Problem set:
a) According to the Phoenix5 dimension table page, what port number should be set for the Phoenix5 service?
b) Reproduce the rows starting at the line containing "target: short dark hair" and ending at the line containing "[192,147,236,178]".

Document passage:
--------------------------------
This topic describes how to create a Phoenix5 dimension table in Realtime Compute for Apache Flink. It also describes the parameters in the WITH and CACHE clauses used when you create a Phoenix5 dimension table.

Notice Only Blink versions later than Blink 3.4.0 support Phoenix5 dimension tables.

Syntax

create table US_POPULATION_DIM (
  `STATE` varchar,
  CITY varchar,
  POPULATION BIGINT,
  PRIMARY KEY (`STATE`, CITY),
  PERIOD FOR SYSTEM_TIME
) WITH (
  type = 'PHOENIX5',
  serverUrl = '<YourServerUrl>',
  tableName = '<YourTableName>'
);           

Parameters in the WITH clause

Parameter Description Required Remarks
type The type of the dimension table. Yes Set the value to PHOENIX5.
serverUrl The URL of the Phoenix5 query server.
  • If Phoenix5 is created in a cluster, the value of this parameter is the URL of Server Load Balancer (SLB).
  • If Phoenix5 is created on a single server, the value of this parameter is the URL of the server.
Yes You must enable the HBase SQL service in an ApsaraDB for HBase instance.
The value of the serverUrl parameter is in the http://host:port format. In the format:
  • host: indicates the domain name of the Phoenix5 service.
  • port: indicates the port number of the Phoenix5 service. Set the value to 8765.
tableName The name of the Phoenix5 table. Yes The name of the Phoenix5 table is in the SchemaName.TableName format. In the format:
  • SchemaName: indicates the schema name, which can be empty. This means that the schema name is not used and only the table name is used. In this case, the default schema of the database is used.
  • TableName: indicates the name of the table.

Parameters in the CACHE clause

Parameter Description Required Remarks
cache The cache policy. No Valid values:
  • None: indicates that no data is cached. This is the default value.
  • LRU: indicates that only the specified data in the dimension table is cached. The system searches the cache each time it receives a data record. If the system does not find the record in the cache, it searches for the data record in the physical dimension table.
--------------------------------
Raw records
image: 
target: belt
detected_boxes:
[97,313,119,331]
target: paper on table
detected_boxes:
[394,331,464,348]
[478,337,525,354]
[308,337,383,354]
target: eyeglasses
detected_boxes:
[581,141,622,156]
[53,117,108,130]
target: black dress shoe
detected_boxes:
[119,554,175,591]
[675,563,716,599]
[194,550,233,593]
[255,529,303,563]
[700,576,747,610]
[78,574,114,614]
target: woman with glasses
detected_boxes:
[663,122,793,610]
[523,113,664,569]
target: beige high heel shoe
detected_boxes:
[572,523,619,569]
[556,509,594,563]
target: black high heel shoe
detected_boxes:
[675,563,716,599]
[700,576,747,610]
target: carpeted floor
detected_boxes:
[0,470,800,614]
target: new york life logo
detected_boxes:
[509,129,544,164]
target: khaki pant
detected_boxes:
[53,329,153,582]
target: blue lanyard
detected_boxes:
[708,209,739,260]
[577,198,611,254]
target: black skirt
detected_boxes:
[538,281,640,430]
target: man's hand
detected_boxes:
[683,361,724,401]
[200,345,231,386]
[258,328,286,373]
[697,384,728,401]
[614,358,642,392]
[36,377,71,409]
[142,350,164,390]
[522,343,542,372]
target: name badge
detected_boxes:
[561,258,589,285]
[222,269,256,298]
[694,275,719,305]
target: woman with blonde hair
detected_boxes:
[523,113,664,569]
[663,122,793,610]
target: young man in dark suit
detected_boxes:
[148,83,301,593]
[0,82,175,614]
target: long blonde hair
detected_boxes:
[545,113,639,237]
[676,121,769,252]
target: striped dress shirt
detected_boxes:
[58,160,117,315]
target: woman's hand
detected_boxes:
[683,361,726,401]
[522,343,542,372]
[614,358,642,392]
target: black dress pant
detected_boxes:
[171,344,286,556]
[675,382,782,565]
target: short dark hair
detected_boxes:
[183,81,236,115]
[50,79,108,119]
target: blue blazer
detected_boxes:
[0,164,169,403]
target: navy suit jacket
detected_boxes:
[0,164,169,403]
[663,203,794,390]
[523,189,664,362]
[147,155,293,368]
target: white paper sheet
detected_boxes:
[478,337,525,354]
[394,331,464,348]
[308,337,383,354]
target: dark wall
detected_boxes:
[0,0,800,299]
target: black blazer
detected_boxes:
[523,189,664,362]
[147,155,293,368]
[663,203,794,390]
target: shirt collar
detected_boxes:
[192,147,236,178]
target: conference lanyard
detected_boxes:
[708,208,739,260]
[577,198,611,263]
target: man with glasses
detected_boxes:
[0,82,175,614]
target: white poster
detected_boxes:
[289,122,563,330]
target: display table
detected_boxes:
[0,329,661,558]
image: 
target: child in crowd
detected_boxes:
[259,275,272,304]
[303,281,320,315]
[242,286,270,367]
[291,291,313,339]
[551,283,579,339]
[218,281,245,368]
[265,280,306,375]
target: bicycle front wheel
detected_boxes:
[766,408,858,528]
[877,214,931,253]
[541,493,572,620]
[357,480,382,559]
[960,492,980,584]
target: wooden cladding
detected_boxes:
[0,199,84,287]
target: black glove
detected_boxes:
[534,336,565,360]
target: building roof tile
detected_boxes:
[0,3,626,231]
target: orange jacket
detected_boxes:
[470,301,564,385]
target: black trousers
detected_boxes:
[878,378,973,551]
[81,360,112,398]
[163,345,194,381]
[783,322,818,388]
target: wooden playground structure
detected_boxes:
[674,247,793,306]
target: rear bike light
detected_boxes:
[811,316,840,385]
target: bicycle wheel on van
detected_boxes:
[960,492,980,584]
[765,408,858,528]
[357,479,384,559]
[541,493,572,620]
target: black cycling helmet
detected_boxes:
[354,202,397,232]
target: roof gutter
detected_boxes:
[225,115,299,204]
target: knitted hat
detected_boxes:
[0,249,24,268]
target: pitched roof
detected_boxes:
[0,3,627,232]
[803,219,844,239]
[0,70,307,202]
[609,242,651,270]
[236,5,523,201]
--------------------------------
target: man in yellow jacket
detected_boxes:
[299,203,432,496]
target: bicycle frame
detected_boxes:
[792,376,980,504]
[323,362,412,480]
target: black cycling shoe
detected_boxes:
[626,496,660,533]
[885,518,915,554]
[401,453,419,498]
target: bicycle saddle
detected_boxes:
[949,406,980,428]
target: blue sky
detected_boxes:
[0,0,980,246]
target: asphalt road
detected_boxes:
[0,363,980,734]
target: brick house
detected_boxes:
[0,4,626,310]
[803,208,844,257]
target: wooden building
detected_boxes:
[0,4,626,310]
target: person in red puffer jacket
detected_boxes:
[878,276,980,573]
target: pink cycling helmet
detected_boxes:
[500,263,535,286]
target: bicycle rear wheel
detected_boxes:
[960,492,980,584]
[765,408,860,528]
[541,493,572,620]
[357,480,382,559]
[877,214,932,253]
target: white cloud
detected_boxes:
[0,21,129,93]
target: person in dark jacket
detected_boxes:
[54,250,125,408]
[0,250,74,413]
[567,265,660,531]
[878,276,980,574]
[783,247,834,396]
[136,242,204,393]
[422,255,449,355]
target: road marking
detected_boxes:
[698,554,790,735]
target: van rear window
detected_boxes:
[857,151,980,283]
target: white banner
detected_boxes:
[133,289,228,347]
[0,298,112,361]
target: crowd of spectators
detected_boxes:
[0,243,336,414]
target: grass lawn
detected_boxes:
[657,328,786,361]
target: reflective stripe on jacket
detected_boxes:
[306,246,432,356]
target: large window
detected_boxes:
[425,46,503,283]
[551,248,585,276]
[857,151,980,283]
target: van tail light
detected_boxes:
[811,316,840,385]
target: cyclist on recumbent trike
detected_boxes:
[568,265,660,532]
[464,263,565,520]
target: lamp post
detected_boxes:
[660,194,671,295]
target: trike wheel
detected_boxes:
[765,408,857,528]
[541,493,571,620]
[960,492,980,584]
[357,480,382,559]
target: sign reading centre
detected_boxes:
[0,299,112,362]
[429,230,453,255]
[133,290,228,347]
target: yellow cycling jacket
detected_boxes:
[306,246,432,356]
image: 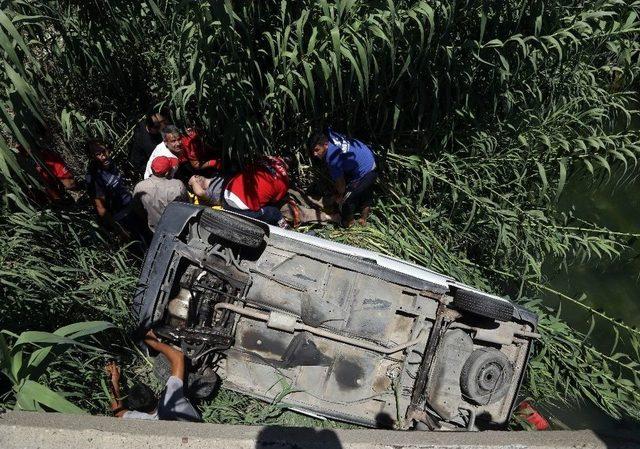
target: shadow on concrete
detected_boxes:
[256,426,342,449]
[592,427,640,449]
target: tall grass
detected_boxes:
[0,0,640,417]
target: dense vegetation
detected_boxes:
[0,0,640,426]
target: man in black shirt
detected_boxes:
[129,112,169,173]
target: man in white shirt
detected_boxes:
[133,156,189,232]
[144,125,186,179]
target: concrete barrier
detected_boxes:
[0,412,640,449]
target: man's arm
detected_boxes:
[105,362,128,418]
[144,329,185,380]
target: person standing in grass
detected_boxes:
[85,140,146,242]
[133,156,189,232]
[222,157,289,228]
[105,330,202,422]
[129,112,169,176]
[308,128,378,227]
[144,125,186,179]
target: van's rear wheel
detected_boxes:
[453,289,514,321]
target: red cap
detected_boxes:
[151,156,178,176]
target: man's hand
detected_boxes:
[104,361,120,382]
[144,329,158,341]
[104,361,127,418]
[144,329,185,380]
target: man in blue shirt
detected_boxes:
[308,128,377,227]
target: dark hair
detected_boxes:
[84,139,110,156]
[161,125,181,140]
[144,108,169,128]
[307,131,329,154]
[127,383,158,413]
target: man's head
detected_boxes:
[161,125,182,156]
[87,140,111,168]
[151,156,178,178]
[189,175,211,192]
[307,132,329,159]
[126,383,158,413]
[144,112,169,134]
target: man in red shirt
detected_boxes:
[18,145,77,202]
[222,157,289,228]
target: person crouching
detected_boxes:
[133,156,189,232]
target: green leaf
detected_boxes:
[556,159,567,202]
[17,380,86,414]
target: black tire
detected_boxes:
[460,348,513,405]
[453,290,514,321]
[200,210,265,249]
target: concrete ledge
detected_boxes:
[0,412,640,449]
--------------------------------
Answers to the problems:
a) 8765

b)
target: short dark hair
detected_boxes:
[183,81,236,115]
[50,79,108,119]
target: blue blazer
detected_boxes:
[0,164,169,403]
target: navy suit jacket
detected_boxes:
[0,164,169,403]
[663,203,794,390]
[523,189,664,362]
[147,155,293,368]
target: white paper sheet
detected_boxes:
[478,337,525,354]
[394,331,464,348]
[308,337,383,354]
target: dark wall
detected_boxes:
[0,0,800,299]
target: black blazer
detected_boxes:
[523,189,664,362]
[147,155,293,368]
[663,203,794,390]
target: shirt collar
detected_boxes:
[192,147,236,178]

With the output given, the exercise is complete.